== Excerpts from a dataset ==
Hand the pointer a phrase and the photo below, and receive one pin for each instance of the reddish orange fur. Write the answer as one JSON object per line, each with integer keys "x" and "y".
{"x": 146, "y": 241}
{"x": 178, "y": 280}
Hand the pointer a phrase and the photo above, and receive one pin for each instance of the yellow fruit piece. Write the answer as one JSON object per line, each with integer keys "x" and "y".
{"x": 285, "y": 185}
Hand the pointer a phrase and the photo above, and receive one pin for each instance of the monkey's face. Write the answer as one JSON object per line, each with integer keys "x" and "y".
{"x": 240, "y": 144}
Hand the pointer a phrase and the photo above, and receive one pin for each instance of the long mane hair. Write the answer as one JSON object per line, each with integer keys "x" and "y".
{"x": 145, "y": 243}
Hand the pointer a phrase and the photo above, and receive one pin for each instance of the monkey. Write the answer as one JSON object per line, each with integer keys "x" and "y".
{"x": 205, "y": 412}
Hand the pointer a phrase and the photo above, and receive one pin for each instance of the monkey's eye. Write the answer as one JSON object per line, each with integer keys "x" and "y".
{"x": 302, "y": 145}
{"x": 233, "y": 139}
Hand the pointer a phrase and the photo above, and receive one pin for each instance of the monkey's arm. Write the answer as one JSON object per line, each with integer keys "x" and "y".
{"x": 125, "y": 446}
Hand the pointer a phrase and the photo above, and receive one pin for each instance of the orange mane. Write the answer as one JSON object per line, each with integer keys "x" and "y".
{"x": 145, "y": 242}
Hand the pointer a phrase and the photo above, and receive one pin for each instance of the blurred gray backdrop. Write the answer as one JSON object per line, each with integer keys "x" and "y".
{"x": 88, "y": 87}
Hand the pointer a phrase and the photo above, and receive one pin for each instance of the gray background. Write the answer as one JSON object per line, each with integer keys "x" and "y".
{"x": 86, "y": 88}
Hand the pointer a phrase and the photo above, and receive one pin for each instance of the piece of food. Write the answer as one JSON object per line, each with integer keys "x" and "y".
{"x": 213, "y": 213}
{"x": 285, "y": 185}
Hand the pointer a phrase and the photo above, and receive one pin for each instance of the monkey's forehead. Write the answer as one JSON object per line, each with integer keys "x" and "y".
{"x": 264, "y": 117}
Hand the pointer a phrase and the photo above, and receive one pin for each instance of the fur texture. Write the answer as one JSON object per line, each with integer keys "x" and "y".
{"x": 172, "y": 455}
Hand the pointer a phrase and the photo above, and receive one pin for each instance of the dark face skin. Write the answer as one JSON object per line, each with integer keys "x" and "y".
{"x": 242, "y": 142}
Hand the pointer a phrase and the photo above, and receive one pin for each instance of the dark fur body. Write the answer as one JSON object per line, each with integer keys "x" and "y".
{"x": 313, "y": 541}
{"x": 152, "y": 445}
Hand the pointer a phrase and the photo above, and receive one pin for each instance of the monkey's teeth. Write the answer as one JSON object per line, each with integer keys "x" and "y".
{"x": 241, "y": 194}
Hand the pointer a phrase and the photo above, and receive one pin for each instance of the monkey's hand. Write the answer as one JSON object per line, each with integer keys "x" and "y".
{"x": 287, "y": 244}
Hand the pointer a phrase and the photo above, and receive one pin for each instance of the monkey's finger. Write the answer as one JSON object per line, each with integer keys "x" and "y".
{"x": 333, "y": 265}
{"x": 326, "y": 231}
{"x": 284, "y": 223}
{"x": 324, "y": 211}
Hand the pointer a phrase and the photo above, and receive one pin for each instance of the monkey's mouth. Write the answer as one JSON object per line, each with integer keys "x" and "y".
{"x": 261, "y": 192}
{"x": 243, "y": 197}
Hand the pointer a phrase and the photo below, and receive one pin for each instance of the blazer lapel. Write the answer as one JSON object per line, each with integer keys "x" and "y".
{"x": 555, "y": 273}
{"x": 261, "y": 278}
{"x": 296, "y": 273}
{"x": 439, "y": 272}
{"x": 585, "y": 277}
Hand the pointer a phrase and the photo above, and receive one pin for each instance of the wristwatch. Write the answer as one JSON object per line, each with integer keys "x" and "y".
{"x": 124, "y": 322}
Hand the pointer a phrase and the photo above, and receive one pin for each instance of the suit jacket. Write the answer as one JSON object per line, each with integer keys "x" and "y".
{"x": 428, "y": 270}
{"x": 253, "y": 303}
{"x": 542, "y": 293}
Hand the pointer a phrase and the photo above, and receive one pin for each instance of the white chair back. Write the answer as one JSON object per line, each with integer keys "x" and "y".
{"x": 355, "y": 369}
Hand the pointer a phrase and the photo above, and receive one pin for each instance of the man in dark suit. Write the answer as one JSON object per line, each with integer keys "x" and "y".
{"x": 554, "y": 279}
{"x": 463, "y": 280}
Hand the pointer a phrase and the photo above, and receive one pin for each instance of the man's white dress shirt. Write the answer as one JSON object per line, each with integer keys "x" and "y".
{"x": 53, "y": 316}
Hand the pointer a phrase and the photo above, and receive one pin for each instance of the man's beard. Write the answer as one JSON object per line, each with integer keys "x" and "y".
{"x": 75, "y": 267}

== ABOUT THIS EXERCISE ==
Output the data above in full and exactly.

== RESULT FOR THIS EXERCISE ==
Hand the pointer a phrase and the photo below, and receive one pin for each instance of the reddish orange fur. Write the answer as one JSON object per line, each with integer keys "x" and "y".
{"x": 146, "y": 241}
{"x": 178, "y": 280}
Hand the pointer a phrase and the photo above, and receive one pin for each instance of the yellow fruit piece. Write the answer as one JSON object per line, each with integer keys "x" and "y".
{"x": 285, "y": 185}
Hand the pointer a phrase and the photo above, and receive one pin for each instance of the monkey's face. Write the answer as one JSON object per line, each with integer keys "x" and "y".
{"x": 240, "y": 144}
Hand the pointer a phrase and the photo above, and receive one pin for each instance of the long mane hair. Write the answer as one JSON object per line, each with integer keys "x" and "y".
{"x": 145, "y": 243}
Hand the pointer a phrase and the photo above, and receive one pin for each instance of the monkey. Write the answer as one JSON object per line, each with integer keys "x" and "y".
{"x": 205, "y": 412}
Hand the pointer a phrase and the photo above, and receive one pin for each instance of the monkey's eye. Write the answer as one JSON object per line, each with integer keys "x" and "y".
{"x": 302, "y": 145}
{"x": 233, "y": 139}
Hand the pointer a phrase and the photo above, and receive one pin for each instance of the monkey's arm. Write the answer as one JSON object per line, each with integer keys "x" and "y".
{"x": 125, "y": 446}
Hand the pointer a phrase and the photo above, and receive one pin for each instance of the orange mane. Write the answer as one JSON object per line, each with integer keys "x" and "y".
{"x": 145, "y": 242}
Hand the pointer a phrase and the photo above, and receive one pin for each instance of the blurred gray backdrop. Write the answer as one JSON object per line, each with integer keys "x" and "y".
{"x": 88, "y": 87}
Hand the pointer a phrase and the photo above, and receive one pin for each instance of the gray background. Write the answer as one JSON object per line, each with integer keys "x" and "y".
{"x": 86, "y": 88}
Hand the pointer a phrase and the photo above, and receive one pin for each instance of the piece of food. Write the answer as one JSON object per line, each with integer keys "x" and "y".
{"x": 213, "y": 213}
{"x": 285, "y": 185}
Hand the pointer a phrase and the photo above, and receive one pin for each instance of the monkey's forehead. Write the answer as one JSON object per line, each with integer keys "x" and "y".
{"x": 264, "y": 117}
Hand the pointer a phrase and the photo above, and receive one pin for each instance of the fur texture. Write the answer as one JSON object per line, each with integer keys "x" and "y".
{"x": 172, "y": 455}
Hand the pointer a phrase and the photo above, and receive one pin for each instance of the dark face skin. Write the answer as one JSON object per line, each with integer keys "x" and "y".
{"x": 242, "y": 142}
Hand the pointer a phrase and the photo above, and receive one pin for each instance of the dark fur body. Write the answer as one JSON object per line, each with integer keys "x" and "y".
{"x": 313, "y": 541}
{"x": 152, "y": 445}
Hand the pointer a phrase and the photo above, and receive one pin for each instance of the monkey's teeth. Write the answer as one JSON object per line, each with integer keys "x" and "y".
{"x": 241, "y": 194}
Hand the pointer a phrase and the photo above, and receive one pin for each instance of the monkey's hand. Write the answer as one JSON object per line, each with integer keys "x" and "y".
{"x": 287, "y": 244}
Hand the pointer a phrase and the photo above, and receive one pin for each instance of the monkey's finger. Write the answer as one JSON object per line, each with integer keys "x" and "y".
{"x": 333, "y": 265}
{"x": 326, "y": 231}
{"x": 284, "y": 223}
{"x": 324, "y": 211}
Hand the pointer a phrase and the photo above, and receive one pin for each instance of the monkey's mouth. Write the answer as one JSON object per line, each with integer keys "x" and "y".
{"x": 261, "y": 192}
{"x": 243, "y": 197}
Hand the pointer a phrase and the photo below, and receive one pin for each instance of the blazer lapel. Write the answer as one JSON object per line, each with integer keys "x" and "y".
{"x": 555, "y": 273}
{"x": 261, "y": 278}
{"x": 296, "y": 273}
{"x": 439, "y": 272}
{"x": 585, "y": 277}
Hand the pointer a phrase and the photo above, and receive one pin for each instance of the wristwatch. Write the answer as one JSON object per line, each with integer keys "x" and "y".
{"x": 124, "y": 322}
Hand the pointer a phrase and the photo above, and receive one pin for each instance of the suit jacket. Write the answer as one JSON object per line, each with integer keys "x" and "y".
{"x": 428, "y": 270}
{"x": 253, "y": 303}
{"x": 542, "y": 293}
Hand the pointer a phrase and the photo above, and receive one pin for each instance of the white chair back. Write the answer as one JSON object per line, each with integer keys "x" and "y".
{"x": 355, "y": 369}
Hand the pointer a phrase and the photo above, and receive one pin for each instance of the man in dark suit. Write the answer as one JSON object per line, each with integer keys "x" and "y".
{"x": 554, "y": 279}
{"x": 463, "y": 280}
Hand the pointer a phrase and the photo above, and receive one pin for each instance of the man's white dress shirt. Write the answer as one JSON object per line, each with integer keys "x" and "y".
{"x": 53, "y": 316}
Hand the pointer a phrase and the photo above, and receive one pin for each instance of the man's beard. Write the answer as one JSON object per line, each with integer keys "x" and "y".
{"x": 75, "y": 267}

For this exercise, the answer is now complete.